• **Job**:
From the line that has "Task: set one pin on each instance of the nose" down to the final line of the listing below, transcribe every line exactly, and only those.

• **Raw records**:

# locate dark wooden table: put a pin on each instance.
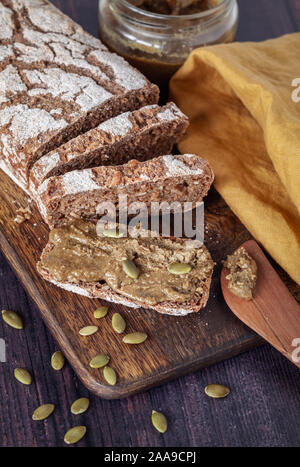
(263, 408)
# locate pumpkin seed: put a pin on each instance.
(88, 330)
(23, 376)
(43, 412)
(159, 421)
(110, 375)
(179, 268)
(12, 319)
(101, 312)
(80, 406)
(135, 338)
(217, 391)
(75, 434)
(118, 323)
(99, 361)
(113, 233)
(130, 269)
(58, 360)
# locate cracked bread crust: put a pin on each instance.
(138, 134)
(98, 290)
(56, 81)
(78, 194)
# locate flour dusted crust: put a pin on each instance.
(103, 291)
(140, 134)
(56, 81)
(77, 194)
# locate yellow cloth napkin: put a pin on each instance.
(244, 108)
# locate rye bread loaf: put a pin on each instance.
(140, 135)
(78, 194)
(100, 290)
(56, 81)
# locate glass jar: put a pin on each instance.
(159, 44)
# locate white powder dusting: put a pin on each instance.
(6, 24)
(67, 86)
(78, 181)
(170, 113)
(29, 123)
(10, 80)
(5, 52)
(176, 167)
(125, 75)
(45, 164)
(33, 54)
(117, 126)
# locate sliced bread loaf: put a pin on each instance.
(56, 81)
(78, 194)
(140, 134)
(79, 260)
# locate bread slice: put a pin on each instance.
(140, 134)
(101, 290)
(56, 82)
(78, 194)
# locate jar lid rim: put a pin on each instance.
(201, 14)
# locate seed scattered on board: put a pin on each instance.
(88, 330)
(101, 312)
(43, 412)
(75, 434)
(58, 360)
(118, 323)
(110, 375)
(23, 376)
(135, 338)
(12, 319)
(99, 361)
(80, 406)
(159, 421)
(217, 391)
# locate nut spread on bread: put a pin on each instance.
(243, 274)
(80, 255)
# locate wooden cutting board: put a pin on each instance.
(176, 345)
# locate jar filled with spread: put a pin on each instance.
(157, 36)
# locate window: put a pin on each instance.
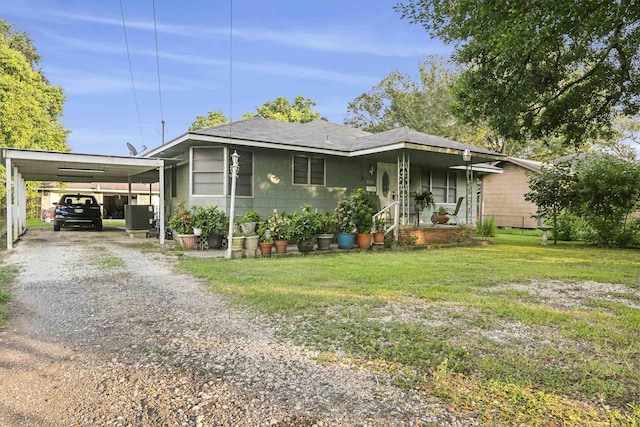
(244, 181)
(207, 173)
(308, 170)
(441, 183)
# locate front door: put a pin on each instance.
(387, 185)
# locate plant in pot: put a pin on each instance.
(181, 223)
(266, 240)
(279, 226)
(379, 227)
(423, 200)
(363, 218)
(345, 224)
(443, 215)
(237, 240)
(249, 221)
(215, 226)
(327, 230)
(304, 228)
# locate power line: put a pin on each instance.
(155, 32)
(135, 97)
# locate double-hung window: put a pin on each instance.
(442, 183)
(308, 170)
(207, 171)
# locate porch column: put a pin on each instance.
(8, 170)
(161, 203)
(403, 186)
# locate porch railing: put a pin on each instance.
(394, 210)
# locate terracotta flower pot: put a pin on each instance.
(363, 240)
(281, 246)
(188, 242)
(265, 248)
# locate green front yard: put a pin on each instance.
(514, 332)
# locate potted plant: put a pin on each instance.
(279, 225)
(181, 223)
(266, 240)
(249, 221)
(423, 200)
(215, 226)
(304, 228)
(443, 215)
(237, 240)
(378, 230)
(327, 230)
(363, 218)
(345, 224)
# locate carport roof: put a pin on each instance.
(37, 165)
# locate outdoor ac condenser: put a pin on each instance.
(138, 217)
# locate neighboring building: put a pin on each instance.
(502, 195)
(284, 165)
(112, 196)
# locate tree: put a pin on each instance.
(281, 109)
(606, 193)
(550, 191)
(421, 104)
(214, 118)
(30, 107)
(539, 69)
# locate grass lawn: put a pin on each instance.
(514, 332)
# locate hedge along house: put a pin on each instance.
(284, 165)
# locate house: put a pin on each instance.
(284, 165)
(502, 195)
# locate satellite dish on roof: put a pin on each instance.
(132, 150)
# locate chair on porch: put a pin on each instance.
(454, 214)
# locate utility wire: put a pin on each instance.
(155, 32)
(230, 65)
(135, 97)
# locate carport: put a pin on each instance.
(24, 165)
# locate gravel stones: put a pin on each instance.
(140, 345)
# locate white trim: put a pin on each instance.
(225, 167)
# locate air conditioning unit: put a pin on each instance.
(138, 217)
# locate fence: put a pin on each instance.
(513, 221)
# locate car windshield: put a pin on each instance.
(78, 200)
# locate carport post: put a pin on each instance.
(9, 204)
(161, 206)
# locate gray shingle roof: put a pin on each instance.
(322, 134)
(316, 134)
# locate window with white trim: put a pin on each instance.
(207, 171)
(308, 170)
(442, 183)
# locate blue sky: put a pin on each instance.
(330, 51)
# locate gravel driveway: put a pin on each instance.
(100, 333)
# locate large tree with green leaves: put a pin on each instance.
(298, 111)
(423, 103)
(30, 107)
(214, 118)
(540, 69)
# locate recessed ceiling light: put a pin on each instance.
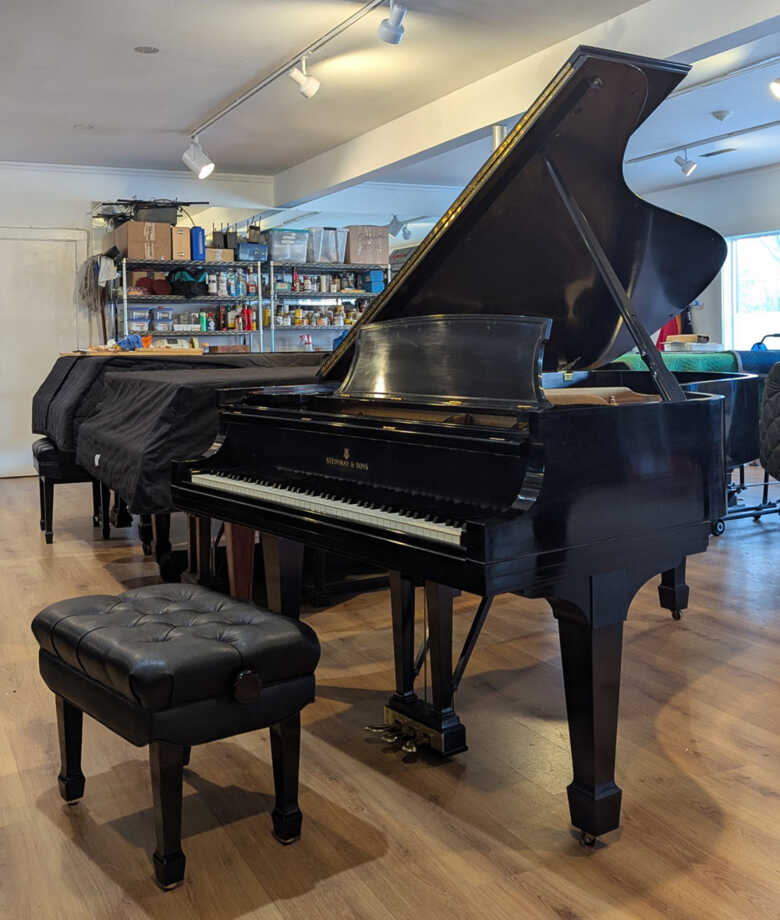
(307, 84)
(717, 153)
(391, 29)
(686, 166)
(197, 160)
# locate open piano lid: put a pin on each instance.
(509, 245)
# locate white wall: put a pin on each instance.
(733, 205)
(61, 196)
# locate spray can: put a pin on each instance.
(198, 244)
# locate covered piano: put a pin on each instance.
(464, 437)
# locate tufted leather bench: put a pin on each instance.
(54, 466)
(172, 666)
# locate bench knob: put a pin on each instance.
(247, 686)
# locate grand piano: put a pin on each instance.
(464, 436)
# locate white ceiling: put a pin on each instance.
(684, 118)
(67, 64)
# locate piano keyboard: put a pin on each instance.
(355, 510)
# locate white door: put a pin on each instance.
(37, 321)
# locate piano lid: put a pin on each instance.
(508, 244)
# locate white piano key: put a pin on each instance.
(424, 526)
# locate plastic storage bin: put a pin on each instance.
(373, 281)
(368, 244)
(137, 319)
(251, 252)
(162, 319)
(326, 244)
(286, 245)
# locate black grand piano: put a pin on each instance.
(463, 436)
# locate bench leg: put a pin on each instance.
(166, 762)
(48, 509)
(105, 509)
(95, 503)
(69, 723)
(286, 753)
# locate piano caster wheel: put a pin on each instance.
(376, 729)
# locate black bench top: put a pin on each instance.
(164, 646)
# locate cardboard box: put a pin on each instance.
(219, 255)
(285, 244)
(141, 239)
(132, 277)
(180, 244)
(251, 252)
(368, 245)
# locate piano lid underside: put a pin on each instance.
(508, 245)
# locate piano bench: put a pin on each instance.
(172, 666)
(54, 466)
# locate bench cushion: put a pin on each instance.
(166, 646)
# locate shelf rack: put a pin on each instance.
(191, 265)
(272, 295)
(314, 268)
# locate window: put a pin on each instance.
(751, 290)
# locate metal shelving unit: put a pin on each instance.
(315, 268)
(273, 297)
(177, 299)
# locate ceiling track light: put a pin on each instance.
(307, 85)
(195, 159)
(686, 166)
(391, 29)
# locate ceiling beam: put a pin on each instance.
(659, 28)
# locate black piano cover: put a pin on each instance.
(73, 389)
(148, 419)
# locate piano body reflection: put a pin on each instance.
(463, 436)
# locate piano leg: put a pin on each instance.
(283, 564)
(590, 614)
(240, 544)
(673, 591)
(199, 548)
(163, 550)
(146, 533)
(402, 603)
(435, 723)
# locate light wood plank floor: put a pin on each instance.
(398, 837)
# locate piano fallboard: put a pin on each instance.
(571, 488)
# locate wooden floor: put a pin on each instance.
(404, 837)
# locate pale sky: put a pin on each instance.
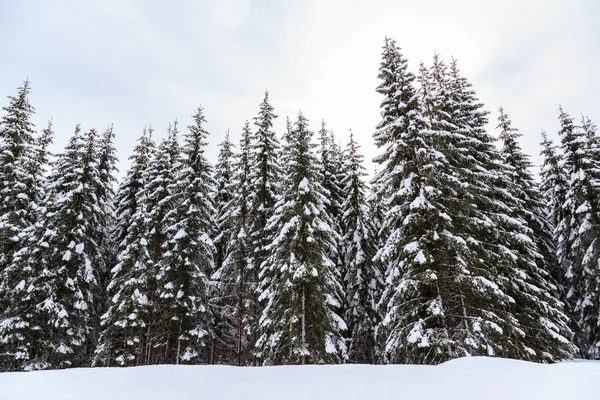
(135, 63)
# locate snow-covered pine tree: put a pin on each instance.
(299, 286)
(64, 259)
(124, 325)
(105, 193)
(237, 277)
(265, 176)
(424, 287)
(181, 301)
(579, 233)
(462, 271)
(332, 174)
(526, 189)
(127, 198)
(535, 324)
(553, 188)
(23, 160)
(18, 187)
(362, 281)
(222, 199)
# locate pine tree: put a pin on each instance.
(421, 250)
(533, 210)
(161, 189)
(23, 160)
(463, 277)
(223, 198)
(105, 194)
(237, 276)
(124, 325)
(332, 175)
(578, 233)
(19, 190)
(299, 285)
(181, 301)
(553, 188)
(264, 177)
(64, 260)
(127, 198)
(362, 281)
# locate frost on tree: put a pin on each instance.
(187, 254)
(579, 229)
(23, 160)
(124, 325)
(462, 277)
(236, 301)
(362, 279)
(299, 286)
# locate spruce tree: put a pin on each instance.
(332, 175)
(23, 160)
(105, 194)
(222, 199)
(181, 303)
(553, 188)
(265, 175)
(421, 251)
(533, 207)
(362, 281)
(299, 286)
(19, 189)
(124, 325)
(237, 276)
(579, 231)
(64, 259)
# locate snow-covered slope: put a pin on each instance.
(469, 378)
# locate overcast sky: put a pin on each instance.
(133, 63)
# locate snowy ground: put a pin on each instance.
(472, 378)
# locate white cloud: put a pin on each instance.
(148, 62)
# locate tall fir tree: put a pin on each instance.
(265, 175)
(105, 194)
(187, 259)
(237, 276)
(125, 323)
(223, 198)
(19, 189)
(553, 188)
(462, 277)
(332, 174)
(527, 190)
(578, 233)
(64, 259)
(299, 286)
(362, 280)
(24, 158)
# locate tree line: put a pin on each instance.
(282, 253)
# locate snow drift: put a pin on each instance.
(467, 378)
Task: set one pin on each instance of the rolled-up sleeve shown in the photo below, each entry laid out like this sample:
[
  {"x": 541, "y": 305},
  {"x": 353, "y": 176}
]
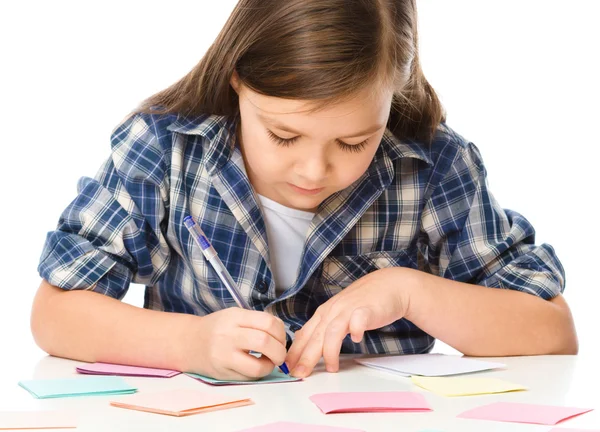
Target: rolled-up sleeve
[
  {"x": 110, "y": 234},
  {"x": 471, "y": 239}
]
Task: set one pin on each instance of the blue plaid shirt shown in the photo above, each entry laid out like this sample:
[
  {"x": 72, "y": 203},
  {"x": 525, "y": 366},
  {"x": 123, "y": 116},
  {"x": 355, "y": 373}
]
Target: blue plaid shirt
[{"x": 417, "y": 206}]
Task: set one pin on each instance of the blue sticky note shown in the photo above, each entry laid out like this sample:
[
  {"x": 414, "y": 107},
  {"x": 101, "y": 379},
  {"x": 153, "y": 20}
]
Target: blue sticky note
[
  {"x": 274, "y": 377},
  {"x": 84, "y": 386}
]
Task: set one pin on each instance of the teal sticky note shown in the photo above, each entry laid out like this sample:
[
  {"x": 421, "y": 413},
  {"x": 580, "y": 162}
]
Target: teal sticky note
[
  {"x": 84, "y": 386},
  {"x": 274, "y": 377}
]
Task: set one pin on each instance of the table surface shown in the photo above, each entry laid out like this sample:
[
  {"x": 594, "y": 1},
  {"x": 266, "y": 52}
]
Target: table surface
[{"x": 554, "y": 380}]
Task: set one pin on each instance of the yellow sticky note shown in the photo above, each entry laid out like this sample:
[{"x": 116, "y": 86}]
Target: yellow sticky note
[{"x": 465, "y": 386}]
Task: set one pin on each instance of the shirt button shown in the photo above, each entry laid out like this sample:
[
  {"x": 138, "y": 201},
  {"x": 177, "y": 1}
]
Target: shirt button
[{"x": 263, "y": 287}]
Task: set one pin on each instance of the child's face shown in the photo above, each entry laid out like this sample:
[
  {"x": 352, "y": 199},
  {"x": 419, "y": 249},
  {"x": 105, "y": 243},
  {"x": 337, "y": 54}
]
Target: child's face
[{"x": 330, "y": 148}]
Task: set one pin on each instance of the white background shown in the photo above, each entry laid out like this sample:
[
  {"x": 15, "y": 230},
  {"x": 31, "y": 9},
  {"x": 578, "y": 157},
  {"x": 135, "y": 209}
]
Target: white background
[{"x": 518, "y": 78}]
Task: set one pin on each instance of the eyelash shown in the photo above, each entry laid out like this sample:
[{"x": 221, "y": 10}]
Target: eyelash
[{"x": 355, "y": 148}]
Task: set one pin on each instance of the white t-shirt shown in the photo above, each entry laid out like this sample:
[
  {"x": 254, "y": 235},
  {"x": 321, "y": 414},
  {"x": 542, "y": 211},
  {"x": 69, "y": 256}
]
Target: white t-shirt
[{"x": 286, "y": 232}]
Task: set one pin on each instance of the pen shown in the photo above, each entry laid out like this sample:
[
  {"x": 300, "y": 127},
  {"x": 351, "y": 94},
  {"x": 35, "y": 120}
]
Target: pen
[{"x": 212, "y": 257}]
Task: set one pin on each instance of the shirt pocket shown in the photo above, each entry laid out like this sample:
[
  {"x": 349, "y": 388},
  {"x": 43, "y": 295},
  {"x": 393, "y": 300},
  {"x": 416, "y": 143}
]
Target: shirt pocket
[{"x": 340, "y": 272}]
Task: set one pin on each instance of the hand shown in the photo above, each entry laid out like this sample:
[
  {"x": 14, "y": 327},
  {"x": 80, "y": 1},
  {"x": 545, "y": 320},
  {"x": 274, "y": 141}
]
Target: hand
[
  {"x": 371, "y": 302},
  {"x": 218, "y": 345}
]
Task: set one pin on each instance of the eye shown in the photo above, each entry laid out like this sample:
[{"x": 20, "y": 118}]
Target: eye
[
  {"x": 353, "y": 148},
  {"x": 285, "y": 142}
]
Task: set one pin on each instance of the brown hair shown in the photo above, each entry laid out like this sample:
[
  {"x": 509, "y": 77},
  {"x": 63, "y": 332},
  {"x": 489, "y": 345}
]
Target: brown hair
[{"x": 321, "y": 50}]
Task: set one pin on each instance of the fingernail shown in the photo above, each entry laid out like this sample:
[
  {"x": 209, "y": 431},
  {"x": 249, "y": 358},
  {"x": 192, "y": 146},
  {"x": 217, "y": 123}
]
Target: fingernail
[{"x": 299, "y": 372}]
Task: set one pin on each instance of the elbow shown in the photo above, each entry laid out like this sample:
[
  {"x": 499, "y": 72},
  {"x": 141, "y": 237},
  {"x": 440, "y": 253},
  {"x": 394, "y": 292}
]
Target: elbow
[
  {"x": 565, "y": 334},
  {"x": 569, "y": 344},
  {"x": 41, "y": 318}
]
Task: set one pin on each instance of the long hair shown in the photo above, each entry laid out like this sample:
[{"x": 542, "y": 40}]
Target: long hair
[{"x": 317, "y": 50}]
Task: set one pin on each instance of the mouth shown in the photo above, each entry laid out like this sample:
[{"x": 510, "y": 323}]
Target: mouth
[{"x": 305, "y": 191}]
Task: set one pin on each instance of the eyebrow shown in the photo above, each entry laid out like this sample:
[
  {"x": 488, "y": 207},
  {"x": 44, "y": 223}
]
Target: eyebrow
[{"x": 285, "y": 128}]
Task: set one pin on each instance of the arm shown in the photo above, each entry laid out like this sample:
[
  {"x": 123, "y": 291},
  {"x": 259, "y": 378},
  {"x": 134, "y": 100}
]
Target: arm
[
  {"x": 492, "y": 291},
  {"x": 112, "y": 235},
  {"x": 87, "y": 326},
  {"x": 480, "y": 321},
  {"x": 485, "y": 288}
]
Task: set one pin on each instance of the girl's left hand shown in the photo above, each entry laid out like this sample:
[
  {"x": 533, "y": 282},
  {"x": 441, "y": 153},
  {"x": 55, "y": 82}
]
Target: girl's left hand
[{"x": 373, "y": 301}]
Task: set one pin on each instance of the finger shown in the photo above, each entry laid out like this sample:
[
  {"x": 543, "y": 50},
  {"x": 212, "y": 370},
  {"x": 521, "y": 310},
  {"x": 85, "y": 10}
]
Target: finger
[
  {"x": 255, "y": 340},
  {"x": 249, "y": 366},
  {"x": 301, "y": 338},
  {"x": 264, "y": 322},
  {"x": 359, "y": 322},
  {"x": 312, "y": 352},
  {"x": 332, "y": 344}
]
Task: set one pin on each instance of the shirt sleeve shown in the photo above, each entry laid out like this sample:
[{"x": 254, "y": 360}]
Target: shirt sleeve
[
  {"x": 110, "y": 234},
  {"x": 471, "y": 239}
]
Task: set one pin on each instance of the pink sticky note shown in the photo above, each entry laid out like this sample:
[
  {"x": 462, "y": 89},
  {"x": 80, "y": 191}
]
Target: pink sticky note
[
  {"x": 122, "y": 370},
  {"x": 297, "y": 427},
  {"x": 370, "y": 402},
  {"x": 179, "y": 402},
  {"x": 37, "y": 420},
  {"x": 523, "y": 413},
  {"x": 573, "y": 430}
]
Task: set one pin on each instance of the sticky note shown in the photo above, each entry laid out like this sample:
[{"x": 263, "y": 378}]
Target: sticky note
[
  {"x": 523, "y": 413},
  {"x": 298, "y": 427},
  {"x": 573, "y": 430},
  {"x": 180, "y": 402},
  {"x": 428, "y": 364},
  {"x": 84, "y": 386},
  {"x": 122, "y": 370},
  {"x": 465, "y": 386},
  {"x": 348, "y": 402},
  {"x": 274, "y": 377},
  {"x": 37, "y": 420}
]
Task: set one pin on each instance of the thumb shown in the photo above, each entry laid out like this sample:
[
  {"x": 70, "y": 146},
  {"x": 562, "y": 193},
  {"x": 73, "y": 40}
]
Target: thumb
[{"x": 359, "y": 322}]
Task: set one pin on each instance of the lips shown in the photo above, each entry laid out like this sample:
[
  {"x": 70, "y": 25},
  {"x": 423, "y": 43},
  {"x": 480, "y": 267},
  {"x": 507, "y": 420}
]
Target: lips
[{"x": 306, "y": 191}]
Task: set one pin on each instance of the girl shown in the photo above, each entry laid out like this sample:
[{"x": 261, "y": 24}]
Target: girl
[{"x": 314, "y": 154}]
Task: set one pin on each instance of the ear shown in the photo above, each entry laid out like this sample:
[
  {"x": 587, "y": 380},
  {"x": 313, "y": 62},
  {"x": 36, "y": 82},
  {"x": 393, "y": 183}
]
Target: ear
[{"x": 235, "y": 82}]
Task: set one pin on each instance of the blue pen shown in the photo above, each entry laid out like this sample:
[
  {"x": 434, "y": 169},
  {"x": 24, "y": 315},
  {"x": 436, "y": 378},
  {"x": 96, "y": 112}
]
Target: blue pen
[{"x": 211, "y": 256}]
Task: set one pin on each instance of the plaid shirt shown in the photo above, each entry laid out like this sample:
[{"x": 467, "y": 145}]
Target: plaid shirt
[{"x": 417, "y": 206}]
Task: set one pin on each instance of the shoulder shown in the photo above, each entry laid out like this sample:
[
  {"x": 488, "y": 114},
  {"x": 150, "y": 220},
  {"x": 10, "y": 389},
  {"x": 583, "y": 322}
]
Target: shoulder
[
  {"x": 451, "y": 151},
  {"x": 143, "y": 143}
]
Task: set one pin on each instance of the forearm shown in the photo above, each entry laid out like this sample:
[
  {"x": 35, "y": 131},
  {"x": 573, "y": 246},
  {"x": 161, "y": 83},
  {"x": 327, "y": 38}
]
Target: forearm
[
  {"x": 87, "y": 326},
  {"x": 482, "y": 321}
]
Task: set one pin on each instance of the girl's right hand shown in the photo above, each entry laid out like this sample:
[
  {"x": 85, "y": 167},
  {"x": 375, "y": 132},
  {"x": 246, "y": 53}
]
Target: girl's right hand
[{"x": 218, "y": 345}]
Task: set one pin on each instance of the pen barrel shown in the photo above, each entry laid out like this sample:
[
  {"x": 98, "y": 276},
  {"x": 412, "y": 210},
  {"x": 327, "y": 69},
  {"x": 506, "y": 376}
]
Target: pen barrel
[{"x": 228, "y": 282}]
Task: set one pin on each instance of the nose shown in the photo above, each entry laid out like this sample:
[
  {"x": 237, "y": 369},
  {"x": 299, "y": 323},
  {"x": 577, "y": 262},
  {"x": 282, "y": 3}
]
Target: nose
[{"x": 312, "y": 168}]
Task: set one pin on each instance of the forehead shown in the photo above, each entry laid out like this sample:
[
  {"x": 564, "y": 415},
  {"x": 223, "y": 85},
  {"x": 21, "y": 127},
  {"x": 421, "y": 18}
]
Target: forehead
[{"x": 369, "y": 103}]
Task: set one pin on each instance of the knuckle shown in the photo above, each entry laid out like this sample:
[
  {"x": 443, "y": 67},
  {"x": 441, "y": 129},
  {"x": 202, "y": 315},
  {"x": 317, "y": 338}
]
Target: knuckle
[
  {"x": 258, "y": 370},
  {"x": 261, "y": 340}
]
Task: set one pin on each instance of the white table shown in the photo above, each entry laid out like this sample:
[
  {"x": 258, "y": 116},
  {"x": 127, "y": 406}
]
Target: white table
[{"x": 557, "y": 380}]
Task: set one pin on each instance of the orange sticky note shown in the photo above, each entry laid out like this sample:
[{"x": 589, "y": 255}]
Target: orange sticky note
[
  {"x": 180, "y": 402},
  {"x": 523, "y": 413},
  {"x": 370, "y": 402},
  {"x": 15, "y": 420}
]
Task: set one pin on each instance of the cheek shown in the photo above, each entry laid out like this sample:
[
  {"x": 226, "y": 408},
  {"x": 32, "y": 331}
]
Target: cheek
[
  {"x": 353, "y": 167},
  {"x": 265, "y": 159}
]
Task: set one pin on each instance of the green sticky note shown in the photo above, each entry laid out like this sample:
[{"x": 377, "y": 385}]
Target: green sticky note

• **Task response**:
Task: set one pin on each instance of the nose shown in the photo above, each entry laid out like this sample:
[
  {"x": 237, "y": 369},
  {"x": 299, "y": 323},
  {"x": 577, "y": 262},
  {"x": 282, "y": 3}
]
Target: nose
[{"x": 312, "y": 168}]
Task: set one pin on each instance of the forehead shown in the photo above, each entry laid out like this sample:
[
  {"x": 564, "y": 415},
  {"x": 223, "y": 85},
  {"x": 21, "y": 127},
  {"x": 421, "y": 18}
]
Target: forehead
[{"x": 369, "y": 103}]
Task: set one pin on each instance of the knuckle shown in the photo above, each entry laid out like this sample:
[
  {"x": 443, "y": 67},
  {"x": 441, "y": 129},
  {"x": 202, "y": 315},
  {"x": 317, "y": 338}
]
Target: knuckle
[
  {"x": 258, "y": 370},
  {"x": 261, "y": 340}
]
Task: set one pin on each instance of the white table shown in the photo above, each entry laid out like this sample:
[
  {"x": 258, "y": 116},
  {"x": 127, "y": 406}
]
Target: white table
[{"x": 557, "y": 380}]
Task: set one pin on each instance of the orange sticky note shown in the photo above, each entry laid out like this sample:
[{"x": 589, "y": 255}]
Target: orange sticky note
[
  {"x": 180, "y": 402},
  {"x": 523, "y": 413},
  {"x": 370, "y": 402},
  {"x": 15, "y": 420}
]
Task: set one pin on each instance of the cheek shown in the photo above, each entry laid out like this sample:
[
  {"x": 226, "y": 408},
  {"x": 32, "y": 331}
]
Target: cheek
[
  {"x": 353, "y": 167},
  {"x": 265, "y": 159}
]
Task: set one pin on each instance of the green sticky note shown in the photo above, each entry laid out like this sample:
[{"x": 377, "y": 385}]
Target: green sticky note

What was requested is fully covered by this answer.